--- Required actions ---
1 - According to the article about King Abdullah, how old was Abdullah when he took the Saudi throne?
2 - Please copy the part of the article about King Abdullah starting with "Tapping deeply into" and going on through "his social reforms.", changing "kingdom" to "country".

--- Selected text ---
□ □ □ □
By Paul Handley / AFP
RIYADH: Abdullah bin Abdul Aziz was 81 when he rose to the Saudi throne in 2005, but moved like a reformer decades younger to unleash his kingdom from oil dependency and hardline Islamic clerics and propel it into the 21st century.
Tapping deeply into Saudi Arabia’s massive oil wealth, Abdullah launched projects to build new economic cities, universities and high speed railways rather than shining palaces and mega-yachts.
At the same time he has tried to convert the kingdom from a breeding ground for Islamic radicals into a moderate, constructive partner in global politics.
But his age and his commitment to consensus have allowed entrenched conservatives to resist his social reforms.
And the lack of clarity about the future path of the monarchy leave many of his changes tentative.
That became more evident in late November when the royal court announced that the king underwent an operation in New York to treat a debilitating herniated disc, which had slowed him for several months.
The royal court announced on Friday that Abdullah would undergo further surgery on his back “to repair several vertebrae in his spine in a follow-up to his previous treatment.”
Since the death in 1952 of King Abdul Aziz Al-Saud, the founder of modern Saudi Arabia, the throne has systematically passed from one of his sons to another, brothers and half-brothers.
But all of King Abdul Aziz’s sons are now aged. Abdullah’s half-brother Sultan, believed to be 84, is crown prince. But even if he succeeds as expected, the day is approaching when the throne must pass to the succeeding generation.
To exactly whom, and how it will take place, remains unsettled.
Unstained by the profligacy tainting many of the ruling Al-Sauds, Abdullah is hugely popular with his subjects, cherishing the traditional desert life of the Bedouin.
□ □ □ □
--- Data extracts ---
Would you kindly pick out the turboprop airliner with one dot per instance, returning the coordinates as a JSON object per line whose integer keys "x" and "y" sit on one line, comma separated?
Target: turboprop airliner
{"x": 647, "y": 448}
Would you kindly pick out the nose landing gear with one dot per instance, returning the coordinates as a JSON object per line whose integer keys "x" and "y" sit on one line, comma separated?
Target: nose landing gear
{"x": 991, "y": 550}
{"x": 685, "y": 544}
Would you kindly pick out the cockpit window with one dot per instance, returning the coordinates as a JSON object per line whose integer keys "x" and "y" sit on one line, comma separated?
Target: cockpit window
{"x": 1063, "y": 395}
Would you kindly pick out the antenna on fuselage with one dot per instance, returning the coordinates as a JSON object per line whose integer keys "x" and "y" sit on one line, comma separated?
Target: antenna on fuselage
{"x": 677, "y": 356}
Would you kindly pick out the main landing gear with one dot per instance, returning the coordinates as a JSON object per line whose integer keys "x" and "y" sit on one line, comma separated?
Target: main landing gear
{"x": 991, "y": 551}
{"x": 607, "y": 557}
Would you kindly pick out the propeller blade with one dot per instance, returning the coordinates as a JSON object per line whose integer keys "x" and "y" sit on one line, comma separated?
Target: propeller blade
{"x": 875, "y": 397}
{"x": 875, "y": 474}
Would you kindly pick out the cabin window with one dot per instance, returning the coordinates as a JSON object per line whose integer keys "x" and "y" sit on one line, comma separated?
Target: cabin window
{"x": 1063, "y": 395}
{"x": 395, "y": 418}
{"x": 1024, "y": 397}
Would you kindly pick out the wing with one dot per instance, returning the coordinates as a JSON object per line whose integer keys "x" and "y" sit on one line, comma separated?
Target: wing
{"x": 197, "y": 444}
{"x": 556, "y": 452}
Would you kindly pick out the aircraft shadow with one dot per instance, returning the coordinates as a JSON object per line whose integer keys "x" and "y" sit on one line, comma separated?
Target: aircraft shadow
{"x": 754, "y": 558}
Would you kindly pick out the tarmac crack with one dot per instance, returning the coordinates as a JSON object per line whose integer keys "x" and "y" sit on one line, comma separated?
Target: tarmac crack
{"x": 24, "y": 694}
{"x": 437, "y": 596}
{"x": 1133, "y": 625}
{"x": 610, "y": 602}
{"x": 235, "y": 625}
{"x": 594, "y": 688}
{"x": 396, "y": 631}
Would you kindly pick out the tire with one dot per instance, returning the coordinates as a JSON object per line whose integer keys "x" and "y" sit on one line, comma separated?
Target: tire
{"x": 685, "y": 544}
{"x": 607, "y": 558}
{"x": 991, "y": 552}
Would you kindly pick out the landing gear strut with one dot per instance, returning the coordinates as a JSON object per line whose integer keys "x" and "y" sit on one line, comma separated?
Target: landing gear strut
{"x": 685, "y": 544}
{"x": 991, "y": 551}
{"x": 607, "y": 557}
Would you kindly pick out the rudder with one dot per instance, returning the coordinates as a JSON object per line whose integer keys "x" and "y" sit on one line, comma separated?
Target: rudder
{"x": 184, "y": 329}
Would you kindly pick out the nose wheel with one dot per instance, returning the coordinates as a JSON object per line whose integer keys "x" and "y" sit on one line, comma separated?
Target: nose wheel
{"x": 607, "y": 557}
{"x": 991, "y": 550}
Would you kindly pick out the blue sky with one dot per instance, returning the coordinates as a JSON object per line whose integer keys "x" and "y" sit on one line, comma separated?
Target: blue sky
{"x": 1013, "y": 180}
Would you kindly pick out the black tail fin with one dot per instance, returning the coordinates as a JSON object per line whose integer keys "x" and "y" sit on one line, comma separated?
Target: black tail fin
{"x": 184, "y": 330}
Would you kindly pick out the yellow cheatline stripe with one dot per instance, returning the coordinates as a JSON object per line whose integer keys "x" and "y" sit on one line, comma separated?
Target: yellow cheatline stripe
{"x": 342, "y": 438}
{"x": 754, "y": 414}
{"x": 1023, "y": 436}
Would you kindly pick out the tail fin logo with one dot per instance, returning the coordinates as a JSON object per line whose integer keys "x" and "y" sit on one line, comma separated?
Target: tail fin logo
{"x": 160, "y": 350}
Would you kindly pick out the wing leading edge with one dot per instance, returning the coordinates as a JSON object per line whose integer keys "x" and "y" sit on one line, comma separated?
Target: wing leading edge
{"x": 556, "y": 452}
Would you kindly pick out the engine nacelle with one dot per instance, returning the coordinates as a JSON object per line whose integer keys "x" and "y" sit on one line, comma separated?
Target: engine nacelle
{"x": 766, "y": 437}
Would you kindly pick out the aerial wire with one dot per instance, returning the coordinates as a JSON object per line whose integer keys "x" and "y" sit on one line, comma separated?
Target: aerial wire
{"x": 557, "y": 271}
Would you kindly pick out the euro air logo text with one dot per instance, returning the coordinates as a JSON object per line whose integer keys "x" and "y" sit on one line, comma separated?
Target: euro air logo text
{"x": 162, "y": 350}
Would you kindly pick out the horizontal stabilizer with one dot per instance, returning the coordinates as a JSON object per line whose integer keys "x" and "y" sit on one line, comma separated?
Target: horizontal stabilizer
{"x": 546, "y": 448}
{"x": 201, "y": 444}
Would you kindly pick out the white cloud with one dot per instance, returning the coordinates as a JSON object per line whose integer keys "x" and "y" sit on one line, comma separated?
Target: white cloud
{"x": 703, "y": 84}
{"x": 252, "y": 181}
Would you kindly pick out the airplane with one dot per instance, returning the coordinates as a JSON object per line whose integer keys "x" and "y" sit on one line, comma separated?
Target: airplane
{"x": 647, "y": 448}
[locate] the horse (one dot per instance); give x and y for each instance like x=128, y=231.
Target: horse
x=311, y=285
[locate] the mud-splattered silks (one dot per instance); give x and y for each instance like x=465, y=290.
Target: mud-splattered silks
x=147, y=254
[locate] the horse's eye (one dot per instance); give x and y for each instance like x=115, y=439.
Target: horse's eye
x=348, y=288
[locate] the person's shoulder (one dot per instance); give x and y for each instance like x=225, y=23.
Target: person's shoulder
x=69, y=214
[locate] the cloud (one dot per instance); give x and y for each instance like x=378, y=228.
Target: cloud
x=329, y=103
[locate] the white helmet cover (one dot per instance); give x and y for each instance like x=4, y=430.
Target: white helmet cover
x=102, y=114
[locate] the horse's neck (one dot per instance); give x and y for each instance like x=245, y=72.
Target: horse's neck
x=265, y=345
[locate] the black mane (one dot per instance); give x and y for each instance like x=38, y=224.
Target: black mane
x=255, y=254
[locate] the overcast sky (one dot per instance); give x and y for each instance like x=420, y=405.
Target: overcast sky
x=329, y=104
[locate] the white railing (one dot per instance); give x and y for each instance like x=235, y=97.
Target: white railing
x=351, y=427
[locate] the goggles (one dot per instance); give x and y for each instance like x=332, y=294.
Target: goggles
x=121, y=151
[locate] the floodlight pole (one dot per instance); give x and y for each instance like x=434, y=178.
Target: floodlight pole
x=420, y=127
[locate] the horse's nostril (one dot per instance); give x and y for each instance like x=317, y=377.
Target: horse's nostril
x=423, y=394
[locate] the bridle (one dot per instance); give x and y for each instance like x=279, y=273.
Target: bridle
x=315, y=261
□ □ □ □
--- Task answers ---
1 - He was 81.

2 -
Tapping deeply into Saudi Arabia’s massive oil wealth, Abdullah launched projects to build new economic cities, universities and high speed railways rather than shining palaces and mega-yachts.
At the same time he has tried to convert the country from a breeding ground for Islamic radicals into a moderate, constructive partner in global politics.
But his age and his commitment to consensus have allowed entrenched conservatives to resist his social reforms.